**EXTRACT TO READ**
Physical activity reduces the stress hormones (cortisol and norepinephrine specifically) that build up in your brain when you’re worried and anxious. Too many stress hormones can make you feel sluggish and contribute to brain fog. This can even slow your cognitive skills and dampen brain power.

Bust through the haze of stress by planning regular exercise. The endorphins released in your brain after exercise clear away stress hormones and boost your mood. Exercise and endorphins also stimulate growth in the hippocampus—as you learned above.

Your brain and body need exercise to relax. Think clearly and improve your mood by prioritizing regular exercise.

3. Sleep Improves With Exercise

Another way exercise improves your mind is by helping you sleep well at night. Challenging your body every day makes it easier to fall asleep. And it leads to the kind of sleep that helps you feel rested and recharged come morning.

Restful sleep also improves mental clarity and executive function. You need good sleep to focus, make decisions, and process your emotions. It provides much-needed time off for your brain to rest and prepare for the day ahead—even though your brain still does work during sleep. Your brain is at full capacity after a good night’s sleep. Cognitive skills are sharpened and memory is reinforced. Start working out for the sake of your sleep and the strength of your brain.

4. Aerobic Exercise Triggers the Release of Growth Factors

Your memory relies on the neural pathways and connections deep inside your brain. Proteins called growth factors are necessary for your mind to create new connections and reinforce old ones. Lucky for you, regular exercise is an easy way to increase the amount of growth factors available in your brain.

Moving your body triggers the release of a protein called brain-derived neurotrophic factor (BDNF). This protein helps your brain generate new cells and preserves aging ones. BDNF is also responsible for developing new blood vessels in and around the brain. This allows more nutrient and blood circulation in the area.

If you want to help your brain grow and receive the blood and nutrition it needs, start moving. BDNF levels increase whenever your exercise, even for a few minutes. That means giving your brain support only takes a few minutes of activity.

5. Regular Movement Slows Aging of the Brain

Growing older doesn’t mean your brain has to slow down. There are lifestyle measures you can take now to preserve your memory and keep your mind sharp. A lifelong habit of regular exercise can help you keep a healthy brain later in life.

**WORK INSTRUCTION 1**
State whether each statement agrees with the passage on exercise and the brain, answering yes or no and quoting the words that decide it. (a) Good sleep reinforces memory. (b) Supporting the brain requires long workouts. (c) Physical activity raises cortisol and norepinephrine.
**WORK INSTRUCTION 2**
Duplicate the part of the passage on exercise and the brain that opens with the words containing "Physical activity reduces" and closes with "you learned above.".
**WORK INSTRUCTION 3**
Pick up the passage on exercise and the brain after its last sentence and carry it forward.
The listing that comes after the passage on exercise and the brain is not needed here.

**SOURCE DATA**
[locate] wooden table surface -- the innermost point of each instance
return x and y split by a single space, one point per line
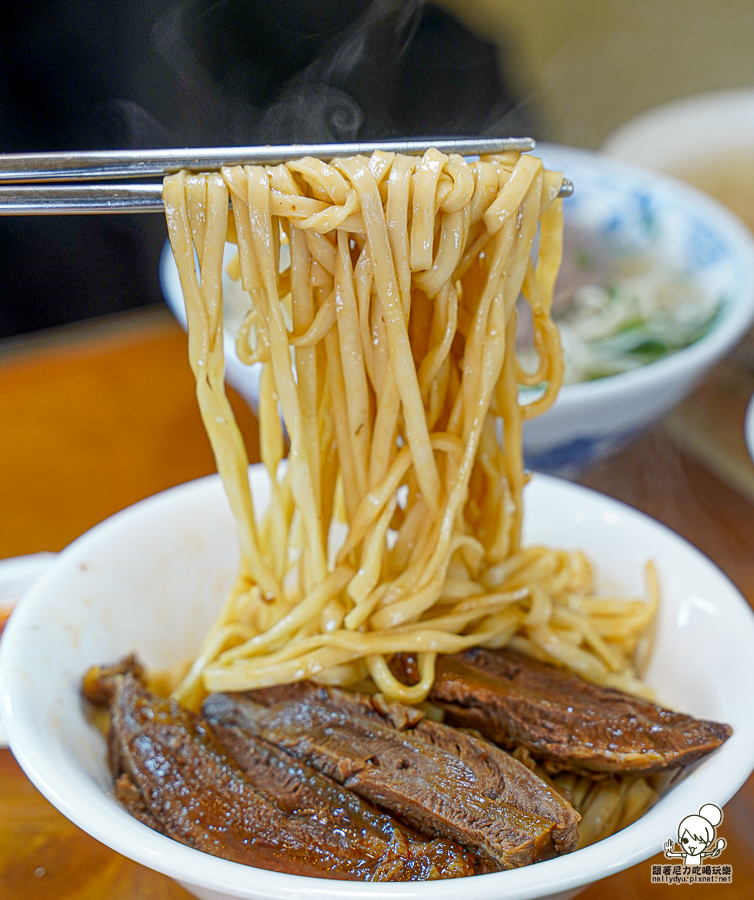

**EXERCISE ANSWER 1**
(a) Yes: "Cognitive skills are sharpened and memory is reinforced."
(b) No: "That means giving your brain support only takes a few minutes of activity."
(c) No: "Physical activity reduces the stress hormones (cortisol and norepinephrine specifically)"

**EXERCISE ANSWER 2**
Physical activity reduces the stress hormones (cortisol and norepinephrine specifically) that build up in your brain when you’re worried and anxious. Too many stress hormones can make you feel sluggish and contribute to brain fog. This can even slow your cognitive skills and dampen brain power.

Bust through the haze of stress by planning regular exercise. The endorphins released in your brain after exercise clear away stress hormones and boost your mood. Exercise and endorphins also stimulate growth in the hippocampus—as you learned above.

**EXERCISE ANSWER 3**
A study of the tie between memory and exercise illustrates this well. Research shows older adults who exercised consistently in their youth outperformed their peers on memory and cognitive skills tests. Their scores matched most closely with other test takers up to 10 years younger.

Since you are only as old as you feel, keep your body and mind feeling young by prioritizing regular exercise throughout your life.

Pick Either Aerobic and Anaerobic Exercise for a Healthy Brain

Your brain isn’t too picky about the exercise it needs to thrive. All you need to do is ramp up blood circulation to start seeing improvements. Like you learned above, the brain benefits of exercise come from increased blood flow to the region.

High-energy activities like tennis, cycling, swimming, and soccer elevate your heart rate above its resting norm. These movements are considered aerobic exercise and are great at quickly moving blood through your body. Aerobic exercise and brain health go hand in hand. Fast-paced movements increase blood flow in your head and neck, supplying your brain with plenty of oxygen and nutrients.

But it doesn’t have to be all aerobic exercise all the time. Anaerobic exercises produce similar brain-boosting results. Resistance movements and strength training are also great ways to work out for your brain.

You don’t even have to go all out for your brain to see benefits. Activities like yoga, tai chi, and other low-impact sports hone your concentration skills and focus while lowering stress levels.

Variety of movement is great for your body and brain. Developing multi-faceted workouts that include strength training, balance, low-impact, and aerobic movements should be your goal.

See this relationship in action yourself. Protect the health of your brain and body with regular physical activity. Exercise daily and notice how your brain responds.